-- Start of Listing --

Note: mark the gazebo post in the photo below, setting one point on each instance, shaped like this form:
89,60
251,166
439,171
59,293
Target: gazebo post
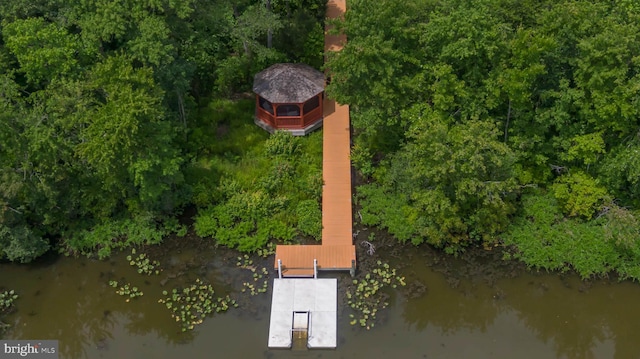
275,114
301,123
288,86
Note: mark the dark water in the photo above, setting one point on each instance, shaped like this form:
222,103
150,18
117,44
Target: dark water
529,316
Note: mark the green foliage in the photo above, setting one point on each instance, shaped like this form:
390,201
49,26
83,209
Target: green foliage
282,143
266,184
21,244
452,184
98,114
114,234
479,99
579,194
543,239
310,218
7,300
44,50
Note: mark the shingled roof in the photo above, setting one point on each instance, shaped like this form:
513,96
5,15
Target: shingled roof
288,83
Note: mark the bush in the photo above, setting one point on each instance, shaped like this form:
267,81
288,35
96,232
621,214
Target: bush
544,239
310,218
21,244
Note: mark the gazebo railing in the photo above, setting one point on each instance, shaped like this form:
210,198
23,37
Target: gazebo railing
312,116
265,116
289,122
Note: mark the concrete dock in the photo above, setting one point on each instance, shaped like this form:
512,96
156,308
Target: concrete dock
293,301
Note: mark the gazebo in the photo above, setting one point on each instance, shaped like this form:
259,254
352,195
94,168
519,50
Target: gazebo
289,97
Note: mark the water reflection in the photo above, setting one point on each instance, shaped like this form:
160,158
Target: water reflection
528,316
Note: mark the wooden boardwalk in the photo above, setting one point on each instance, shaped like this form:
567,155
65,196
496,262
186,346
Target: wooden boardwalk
337,251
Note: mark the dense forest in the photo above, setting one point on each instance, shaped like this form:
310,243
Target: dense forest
499,123
111,114
506,124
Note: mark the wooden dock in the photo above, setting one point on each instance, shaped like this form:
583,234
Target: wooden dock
337,251
306,309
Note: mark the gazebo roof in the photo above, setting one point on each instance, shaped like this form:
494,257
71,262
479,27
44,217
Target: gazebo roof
288,83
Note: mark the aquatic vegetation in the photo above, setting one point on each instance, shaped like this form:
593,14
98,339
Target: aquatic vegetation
267,251
144,264
126,290
262,274
7,298
366,298
190,305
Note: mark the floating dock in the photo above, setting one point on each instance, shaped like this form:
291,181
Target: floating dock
304,308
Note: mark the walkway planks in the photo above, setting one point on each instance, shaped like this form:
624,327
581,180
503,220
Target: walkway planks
337,251
315,300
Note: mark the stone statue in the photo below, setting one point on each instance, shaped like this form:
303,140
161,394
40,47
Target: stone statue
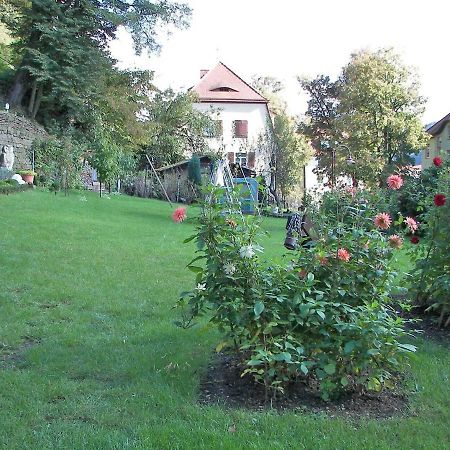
7,157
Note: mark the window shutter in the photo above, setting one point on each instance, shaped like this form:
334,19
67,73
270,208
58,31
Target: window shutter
240,128
251,159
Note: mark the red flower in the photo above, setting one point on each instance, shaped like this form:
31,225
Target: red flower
437,161
344,255
394,182
383,221
439,199
179,214
396,241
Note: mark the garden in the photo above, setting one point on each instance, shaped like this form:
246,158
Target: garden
264,348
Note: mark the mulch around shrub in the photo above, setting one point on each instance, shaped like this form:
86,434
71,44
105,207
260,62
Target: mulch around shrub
223,384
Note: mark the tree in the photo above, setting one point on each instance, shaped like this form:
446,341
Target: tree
380,108
288,152
175,127
372,110
64,45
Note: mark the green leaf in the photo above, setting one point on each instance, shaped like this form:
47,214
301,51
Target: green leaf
408,347
258,308
195,269
349,347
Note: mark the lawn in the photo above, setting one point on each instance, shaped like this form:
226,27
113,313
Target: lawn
90,358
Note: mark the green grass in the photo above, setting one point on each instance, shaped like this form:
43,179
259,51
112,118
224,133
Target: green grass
92,284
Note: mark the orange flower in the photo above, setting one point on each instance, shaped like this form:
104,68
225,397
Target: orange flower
179,214
344,255
394,182
383,221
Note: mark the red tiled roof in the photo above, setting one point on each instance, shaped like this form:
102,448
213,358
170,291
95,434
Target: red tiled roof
221,84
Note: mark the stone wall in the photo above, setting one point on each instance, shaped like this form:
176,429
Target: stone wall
20,132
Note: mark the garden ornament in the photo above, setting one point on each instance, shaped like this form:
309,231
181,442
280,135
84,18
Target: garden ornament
7,157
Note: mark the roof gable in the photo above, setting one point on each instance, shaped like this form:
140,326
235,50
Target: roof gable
221,84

-- End of Listing --

Please transcribe all the records above word for word, leaving the pictures out.

• Exercise result:
Note: mark the gazebo post in the photo below, setting one point on each instance, shaped like this form:
89,60
251,166
439,171
59,293
Target: gazebo post
275,114
301,123
288,86
Note: mark the dark water in the photo above, setting one point on each instance, shaped like this form:
222,103
150,18
117,44
Target: dark water
529,316
Note: mark the green foliage in the photo above, setting one point on each instance, shaped like this form:
390,201
49,26
83,209
Target: green foliage
282,143
266,184
21,244
452,184
98,114
114,234
479,99
579,194
543,239
310,218
7,300
44,50
Note: mark the shingled roof in the photo above, setting one point on each instance, shaped like this form:
513,96
5,15
Target: shingled roof
288,83
Note: mark the bush in the photo above, setting one point on each instance, shaped like this form:
267,81
288,35
96,232
621,214
Target: bush
544,239
310,218
21,244
Note: mark the gazebo railing in the photo above, setting one point on each instance, shaped like this form:
210,198
23,37
Target: gazebo railing
312,116
265,116
289,122
Note: mark the concrete dock in the photo above, setting one point on each instance, shaped like this form:
512,96
156,308
Target: concrete dock
293,301
Note: mark the gazebo in the photo above, setting one point on each instance, shaped like this form:
259,254
352,195
94,168
519,50
Target: gazebo
289,97
Note: mark the water reflection in the photo above, setting one point on each instance, shaped like this form:
160,158
Target: water reflection
528,316
Note: mark the wooden boardwalk in the photo above, setting one point on each instance, shaped like this form:
567,155
65,196
496,262
186,346
Target: wooden boardwalk
337,251
Note: mark the dense forest in the photo above, setting one point on each instance, shaped like this form:
310,243
Target: dense forest
499,123
111,114
506,124
Note: mark the wooden dock in the photo above, setting one point on each instance, shaped like this form:
583,234
Target: wooden dock
337,251
306,309
Note: mark the gazebo roof in the photo above, setting one point on each instance, shaped like this form:
494,257
71,262
479,27
44,217
Target: gazebo roof
288,83
Note: mark the aquatic vegetation in the photo above, setting one point on each instance, shaped like this form:
593,14
98,339
Target: aquatic vegetation
267,251
144,264
126,290
262,274
7,298
366,298
190,305
Note: mark the floating dock in the photo above, setting one point on each instance, shaped like this form:
291,181
Target: floating dock
304,308
Note: mark the walkway planks in the photo above, setting one point on each instance, shaped like this form:
624,327
581,180
503,220
Target: walkway planks
337,251
315,300
Note: mark the stone statue in the photo below, setting one point on each instance, shaped like this form:
303,140
161,394
40,47
Target: stone statue
7,157
Note: mark the window shutter in the photo above, setting one point on each instance, shaped like this form:
334,19
67,73
270,208
58,31
Target: window shutter
240,128
251,159
Note: mark the red flower in the photo above, setting one point on each instance, shaped like this form:
31,225
Target: red flower
437,161
344,255
394,182
383,221
439,199
179,214
396,241
Note: mark the garden in the photo above, setting one point on each instance, shaped like this form:
246,158
Target: garden
264,348
Note: mark the mulch around shrub in the photo above, setting one point on each instance, shaped like this form:
86,434
71,44
105,207
260,62
Target: mulch around shrub
223,384
Note: mark the tree in the photo above, setting one point on each instance, shaped like this form:
446,341
Target: tree
380,108
288,152
175,127
372,110
64,45
Note: mark the green leaf in the photo above, setting one point on each instance, shaped like this form:
47,214
301,51
Target: green leaf
408,347
258,308
195,269
349,347
Note: mark the lawn in the photo above, setting one point on each instance, shaped like this form:
226,27
113,313
Target: lawn
90,358
Note: mark the green grass in the photo above, setting one point on each instance, shaped like this form:
43,179
259,51
112,118
224,133
Target: green grass
92,284
Note: mark the orange flower in the photo above, setting one point on each instance, shaped like this form:
104,68
225,397
Target: orange flower
179,214
344,255
394,182
383,221
Note: mark the red tiled roof in the photo above, setting one point on each instance, shaped like this form:
102,448
213,358
170,291
95,434
Target: red tiled roof
221,84
Note: mark the stone wall in the photo above, setting one point on each instance, shaped like this form:
176,429
Target: stone wall
20,132
Note: mark the garden ornament in the photo above, setting one point on each instance, shaped like this form:
309,231
181,442
280,135
84,18
Target: garden ornament
7,157
Note: mark the roof gable in the photo above, setting one point on each instance, shaped like this form:
140,326
235,50
Target: roof gable
221,84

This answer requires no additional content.